Recorded data:

·····

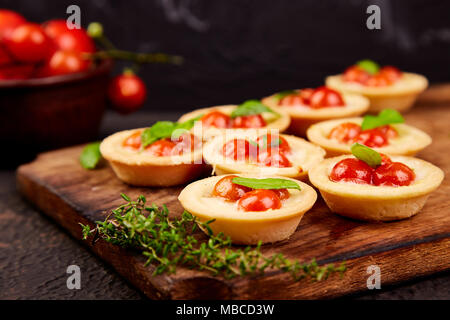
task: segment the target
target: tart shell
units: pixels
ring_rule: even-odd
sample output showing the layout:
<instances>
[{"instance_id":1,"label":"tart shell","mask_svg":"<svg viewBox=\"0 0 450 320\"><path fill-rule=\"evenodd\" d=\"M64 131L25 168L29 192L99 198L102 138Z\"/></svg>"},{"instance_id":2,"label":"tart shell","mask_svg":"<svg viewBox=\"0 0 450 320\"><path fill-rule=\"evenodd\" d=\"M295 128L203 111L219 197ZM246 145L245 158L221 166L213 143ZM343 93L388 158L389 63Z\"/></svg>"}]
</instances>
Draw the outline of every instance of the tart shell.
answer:
<instances>
[{"instance_id":1,"label":"tart shell","mask_svg":"<svg viewBox=\"0 0 450 320\"><path fill-rule=\"evenodd\" d=\"M350 154L351 144L329 139L328 135L333 128L342 123L352 122L361 125L362 121L363 118L324 121L311 126L306 135L309 141L325 149L327 157ZM390 140L389 145L373 148L374 150L391 155L413 156L431 144L431 137L419 129L403 123L393 124L392 126L399 132L400 137Z\"/></svg>"},{"instance_id":2,"label":"tart shell","mask_svg":"<svg viewBox=\"0 0 450 320\"><path fill-rule=\"evenodd\" d=\"M444 173L429 162L412 157L393 156L414 170L415 181L409 186L384 187L348 182L333 182L329 174L334 165L350 155L326 159L311 169L309 179L320 191L331 211L366 221L391 221L409 218L425 205L431 192L439 187Z\"/></svg>"},{"instance_id":3,"label":"tart shell","mask_svg":"<svg viewBox=\"0 0 450 320\"><path fill-rule=\"evenodd\" d=\"M102 156L120 180L134 186L170 187L190 182L204 172L201 148L181 156L156 157L122 146L127 137L142 130L117 132L100 145Z\"/></svg>"},{"instance_id":4,"label":"tart shell","mask_svg":"<svg viewBox=\"0 0 450 320\"><path fill-rule=\"evenodd\" d=\"M248 174L239 176L255 177ZM215 184L222 178L216 176L195 181L181 191L178 199L201 222L215 219L209 224L213 233L223 232L235 244L255 245L259 241L273 243L289 238L317 199L317 193L312 187L294 180L300 185L301 191L292 191L289 205L283 202L283 207L277 210L245 212L238 210L236 203L228 204L212 196ZM211 205L214 201L217 205Z\"/></svg>"},{"instance_id":5,"label":"tart shell","mask_svg":"<svg viewBox=\"0 0 450 320\"><path fill-rule=\"evenodd\" d=\"M210 107L210 108L198 109L198 110L194 110L192 112L184 114L183 116L181 116L180 119L178 119L178 122L184 122L189 119L198 117L202 114L210 113L212 111L220 111L224 114L230 115L233 112L233 110L236 108L237 108L237 105L223 105L223 106L215 106L215 107ZM272 108L271 107L271 109L274 110L275 112L279 113L280 117L276 118L276 119L275 118L272 119L273 121L269 122L267 124L267 126L265 126L264 128L261 128L261 129L277 129L280 132L285 131L289 127L289 124L291 122L289 115L286 112L284 112L283 110L280 110L280 108ZM263 114L263 118L266 121L268 119L270 119L270 117L273 117L273 115L266 114L266 113ZM207 141L211 137L215 137L215 136L224 134L226 131L237 130L237 129L221 129L221 128L203 128L202 129L203 132L196 132L195 131L196 129L197 129L196 126L194 126L194 128L192 129L194 131L194 134L196 136L202 136L203 141Z\"/></svg>"},{"instance_id":6,"label":"tart shell","mask_svg":"<svg viewBox=\"0 0 450 320\"><path fill-rule=\"evenodd\" d=\"M330 88L348 93L361 94L370 100L369 112L378 113L383 109L408 111L418 95L428 87L428 80L416 73L403 72L403 77L391 86L367 87L359 83L342 81L342 75L329 76L325 83Z\"/></svg>"},{"instance_id":7,"label":"tart shell","mask_svg":"<svg viewBox=\"0 0 450 320\"><path fill-rule=\"evenodd\" d=\"M312 109L309 107L278 106L275 95L262 99L262 102L271 108L280 108L291 117L288 132L297 136L305 137L307 129L318 122L355 117L365 113L369 109L369 100L358 94L342 94L346 103L344 107L327 107Z\"/></svg>"}]
</instances>

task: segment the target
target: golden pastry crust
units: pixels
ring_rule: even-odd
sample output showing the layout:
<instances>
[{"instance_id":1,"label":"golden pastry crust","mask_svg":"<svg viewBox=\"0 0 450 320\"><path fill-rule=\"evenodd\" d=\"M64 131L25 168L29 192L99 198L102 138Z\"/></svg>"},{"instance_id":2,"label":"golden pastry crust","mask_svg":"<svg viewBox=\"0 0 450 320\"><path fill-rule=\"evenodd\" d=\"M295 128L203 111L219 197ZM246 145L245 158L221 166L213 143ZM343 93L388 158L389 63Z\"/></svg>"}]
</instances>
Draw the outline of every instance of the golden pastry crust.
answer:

·····

§ WORK ORDER: Please return every line of the records that contains the word "crust".

§ WORKED SOLUTION:
target: golden pastry crust
[{"instance_id":1,"label":"golden pastry crust","mask_svg":"<svg viewBox=\"0 0 450 320\"><path fill-rule=\"evenodd\" d=\"M64 131L25 168L29 192L99 198L102 138Z\"/></svg>"},{"instance_id":2,"label":"golden pastry crust","mask_svg":"<svg viewBox=\"0 0 450 320\"><path fill-rule=\"evenodd\" d=\"M295 128L203 111L219 197ZM246 145L245 158L221 166L213 143ZM343 93L388 158L389 63Z\"/></svg>"}]
Draw the outline of every instance of the golden pastry crust.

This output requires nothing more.